── KUTIPAN YANG DISEDIAKAN

Artikel #AyoIndonesia karya Abdullah Azzam
Ingatan tentang tim nasional adalah tentang hal menjemukan. Kesimpulan ini hadir dalam penjumlahan antara "kebaikan" dan "keburukan" timnas, dan semisal ini dipakai, timnas tak ubahnya kenangan jelek soal sepakbola yang saya cintai.
Ayah saya mengenalkan sepakbola secara tidak langsung. Ia, seperti ayah bagi anak kecil manapun yang saya ketahui (dan mungkin seharusnya begitu), adalah sosok kebanggaan. Apa yang dilakukan dan dikatakannya adalah keren. Saat ia menonton sepakbola, saya sebagai pengagum ikut serta.
Tetapi ayah tidak suka sepakbola Indonesia (Timnasnya dan kadang klub lokalnya). Tidak suka mungkin berlebihan, bila saya menebak-nebak, ia hanya jemu. Karena jemu ia kadang sinis, saya masih ingat ayah selalu menyebut liga Indonesia sebagai Liga Djeruk (merk rokok kurang terkenal produksi Magelang) alih-alih Liga Djarum.
Seperti sepakbola masa kecil saya (dan kebanyakan bocah lain, saya kira), imaji masa itu hanya tentang pesepakbola semacam Ronaldo, Zinedine Zidane, dan yang mulia Ronaldinho. Nama seperti Firman Utina, Ponaryo Astaman atau Markus Horison (nyaris) tidak hadir dalam sebuah pembayangan seorang bocah.
Hal yang wajar dan logis, masa-masa itu adalah kegembiraan murni, membandingkan yang mulia Ronaldinho dan Ponaryo tentang siapa yang bisa menghadirkan kesenangan lebih bisa menjadi sebuah alasan. Komparasi ini mungkin tak adil, tapi jika sepakbola hadir dengan wajah pemain nasional saja, bisa jadi sepakbola bukan suatu yang spesial buat saya.
Beranjak remaja saat mulai berkenalan dengan literatur sepakbola seperti tabloid Soccer (alm) dan Bola penampakan timnas (terlebih sepakbola nasional) tak jauh dari yang ayah citrakan, meski dalam masa itu bacaan mengenai timnas Indonesia yang pernah berjaya (baca: lebih baik) di waktu silam ada di dalamnya. Kehausan mencari pengetahuan seputar sepakbola kadang mentah di tangan orang dewasa, teori-teori mereka lebih canggih dan meyakinkan: mereka berkata teknik dasar sepakbola pemain kita tidak benar, mental pemain buruk, dan tentu, terlalu banyak perkongsian jahat yang membuat sepakbola kita jumud bahkan mundur (atau serong?).

────
── BAHAN YANG DISEDIAKAN

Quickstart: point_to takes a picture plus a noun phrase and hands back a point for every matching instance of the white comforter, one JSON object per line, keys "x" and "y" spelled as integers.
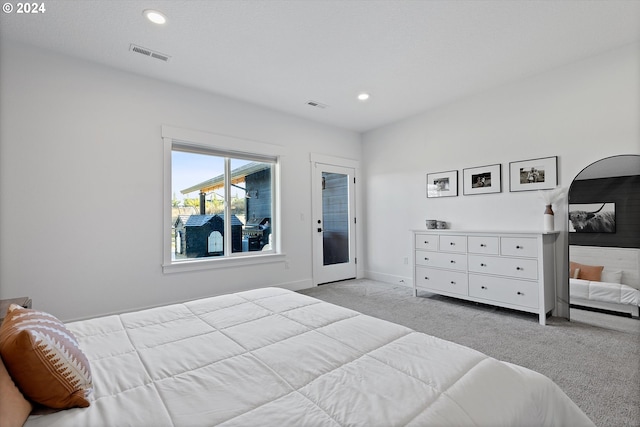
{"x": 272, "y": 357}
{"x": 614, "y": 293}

────
── BAHAN YANG DISEDIAKAN

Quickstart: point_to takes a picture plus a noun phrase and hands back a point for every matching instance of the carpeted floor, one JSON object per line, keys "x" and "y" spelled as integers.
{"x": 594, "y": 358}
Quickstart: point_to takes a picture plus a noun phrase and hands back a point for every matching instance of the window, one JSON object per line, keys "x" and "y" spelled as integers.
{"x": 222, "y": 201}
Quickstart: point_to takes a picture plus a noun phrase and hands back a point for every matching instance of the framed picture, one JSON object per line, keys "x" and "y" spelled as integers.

────

# ARAHAN SINGKAT:
Sambung tulisan tentang kenangan penulis pada tim nasional sepak bola Indonesia di atas, mulai tepat setelah kalimat terakhirnya.

# HASIL DI BAWAH:
Almarhum paman saya, saya ingat betul, hampir memaki saat melihat Bambang Pamungkas bermain buruk di timnas. Bagi paman saya waktu itu, Bambang adalah tipikal pemain kemaki yang banyak gaya. Rambut Bambang mohawk sambil memakai aksesori mentereng di tangan kanan dan kiri padahal bermain begitu jelek, begitu kira-kira ujar paman.
Sialnya, saya mengamini pendapat almarhum. Pemahaman saya tentang gaya dan aksi yang harus sebading tidak jelas takarannya. Suatu hal yang kelak saya sesali karena ketidaktahuan peran Bambang sebagai khalifah mental dan, terlebih, sumbangsih di luar lapangan lewat Asosiasi Pesepakbola Profesional Indonesia (APPI). Jika besok ke pusara paman, saya mungkin akan bercerita tentang ini.
Pendek kata, persepsi tentang timnas waktu itu ialah apa yang dikatakan orang-orang di sekitar saya.
Beruntung hobi mengkliping ‘memaksa’ saya untuk tetap menengok perkembangan sepakbola nasional meski tidak seceketer mengulik berita tentang Barcelona (klub kegemaran ayah) misalnya. Setidaknya dua kliping berita yang sekarang entah di mana itu masih dalam ingatan: berita menyedihkan tantang patah kaki Boaz Solossa muda saat melawan Hongkong, dan gol cantik Budi Sudarsono ke gawang Bahrain tahun 2007. Saya amat suka dengan julukan Budi; Si Ular Piton. Ini mungkin salah satu kelebihan sepakbola nasional kita; istilah unik dan jenaka bertaburan.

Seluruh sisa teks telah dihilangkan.